_WORK REQUIRED_. Convert the records starting with the line that contains "Could you point out the pile" and going on through the line that contains "<point>1145,629</point>" into a two-column CSV with the columns record and answer. Give one row per record, holding its text and its answer, with each field in quotation marks and any line breaks replaced by spaces.

_DATA LINES_.
= = = = = = =
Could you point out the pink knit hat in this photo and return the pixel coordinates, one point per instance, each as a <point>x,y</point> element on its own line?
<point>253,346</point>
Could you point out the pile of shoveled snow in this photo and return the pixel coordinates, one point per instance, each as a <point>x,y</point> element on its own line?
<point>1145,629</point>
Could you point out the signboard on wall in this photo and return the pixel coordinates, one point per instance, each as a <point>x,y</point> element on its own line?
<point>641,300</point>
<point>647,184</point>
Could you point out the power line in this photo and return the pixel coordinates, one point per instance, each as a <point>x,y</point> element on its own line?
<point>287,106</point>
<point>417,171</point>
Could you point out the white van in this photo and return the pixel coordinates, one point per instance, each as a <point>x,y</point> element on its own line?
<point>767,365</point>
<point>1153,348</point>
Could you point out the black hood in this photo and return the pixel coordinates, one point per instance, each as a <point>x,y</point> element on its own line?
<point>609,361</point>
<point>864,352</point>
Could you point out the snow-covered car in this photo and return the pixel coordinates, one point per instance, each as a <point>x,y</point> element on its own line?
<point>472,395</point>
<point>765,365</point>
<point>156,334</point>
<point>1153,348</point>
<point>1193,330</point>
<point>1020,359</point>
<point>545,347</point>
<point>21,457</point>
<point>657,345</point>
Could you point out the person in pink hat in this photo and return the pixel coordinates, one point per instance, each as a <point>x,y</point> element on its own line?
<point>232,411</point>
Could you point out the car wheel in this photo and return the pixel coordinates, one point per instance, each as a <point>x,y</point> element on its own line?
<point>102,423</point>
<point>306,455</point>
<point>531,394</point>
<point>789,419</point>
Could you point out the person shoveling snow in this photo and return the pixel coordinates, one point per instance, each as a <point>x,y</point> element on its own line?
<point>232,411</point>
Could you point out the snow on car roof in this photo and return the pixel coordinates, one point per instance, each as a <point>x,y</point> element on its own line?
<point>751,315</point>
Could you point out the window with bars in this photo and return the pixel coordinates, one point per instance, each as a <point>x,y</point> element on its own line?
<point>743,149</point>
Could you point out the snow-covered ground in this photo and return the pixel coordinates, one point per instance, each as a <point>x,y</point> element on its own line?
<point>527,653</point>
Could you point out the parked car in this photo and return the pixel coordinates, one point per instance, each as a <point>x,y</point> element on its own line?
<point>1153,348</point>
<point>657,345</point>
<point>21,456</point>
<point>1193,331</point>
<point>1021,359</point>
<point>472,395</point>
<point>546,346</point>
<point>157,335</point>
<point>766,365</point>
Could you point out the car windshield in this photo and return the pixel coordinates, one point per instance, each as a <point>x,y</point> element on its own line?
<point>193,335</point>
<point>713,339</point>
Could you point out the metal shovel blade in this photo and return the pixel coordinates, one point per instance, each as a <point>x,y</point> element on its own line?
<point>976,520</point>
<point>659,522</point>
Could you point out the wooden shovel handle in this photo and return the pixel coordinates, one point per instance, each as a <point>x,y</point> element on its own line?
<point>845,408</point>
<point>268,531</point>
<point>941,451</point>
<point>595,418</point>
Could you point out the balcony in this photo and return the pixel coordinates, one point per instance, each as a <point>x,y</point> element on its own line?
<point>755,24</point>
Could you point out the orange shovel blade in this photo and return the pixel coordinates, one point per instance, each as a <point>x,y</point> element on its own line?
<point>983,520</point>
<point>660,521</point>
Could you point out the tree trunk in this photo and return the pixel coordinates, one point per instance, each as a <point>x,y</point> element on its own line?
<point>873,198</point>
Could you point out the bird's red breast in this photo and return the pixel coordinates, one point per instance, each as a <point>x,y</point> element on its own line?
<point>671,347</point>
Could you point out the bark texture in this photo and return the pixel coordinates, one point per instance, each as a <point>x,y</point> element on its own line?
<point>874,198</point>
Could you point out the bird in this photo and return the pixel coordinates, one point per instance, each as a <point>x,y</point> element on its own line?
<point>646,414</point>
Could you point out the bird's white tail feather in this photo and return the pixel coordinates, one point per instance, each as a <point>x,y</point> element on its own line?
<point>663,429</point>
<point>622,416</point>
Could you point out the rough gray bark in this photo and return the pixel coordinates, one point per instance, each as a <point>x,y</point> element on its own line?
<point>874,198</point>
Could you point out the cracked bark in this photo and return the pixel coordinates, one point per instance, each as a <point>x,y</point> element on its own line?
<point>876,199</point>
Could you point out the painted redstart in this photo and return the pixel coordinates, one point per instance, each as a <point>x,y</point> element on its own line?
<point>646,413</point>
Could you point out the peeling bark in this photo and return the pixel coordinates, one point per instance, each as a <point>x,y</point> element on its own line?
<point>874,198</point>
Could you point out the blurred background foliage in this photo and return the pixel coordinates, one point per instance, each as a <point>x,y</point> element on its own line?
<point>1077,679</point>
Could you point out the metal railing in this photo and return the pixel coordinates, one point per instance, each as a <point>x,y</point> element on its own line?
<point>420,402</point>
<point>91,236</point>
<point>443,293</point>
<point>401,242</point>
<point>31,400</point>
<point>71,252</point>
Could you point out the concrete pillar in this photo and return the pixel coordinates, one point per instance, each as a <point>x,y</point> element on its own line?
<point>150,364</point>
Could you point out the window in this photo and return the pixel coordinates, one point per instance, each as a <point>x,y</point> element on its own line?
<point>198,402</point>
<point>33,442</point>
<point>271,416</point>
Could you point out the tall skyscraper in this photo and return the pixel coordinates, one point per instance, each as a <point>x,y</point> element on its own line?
= = = = = = =
_RESPONSE_.
record,answer
"Could you point out the pile of shoveled snow in this photo and return the pixel coordinates, one point per instance, each as a <point>x,y</point> element on its own line?","<point>1145,629</point>"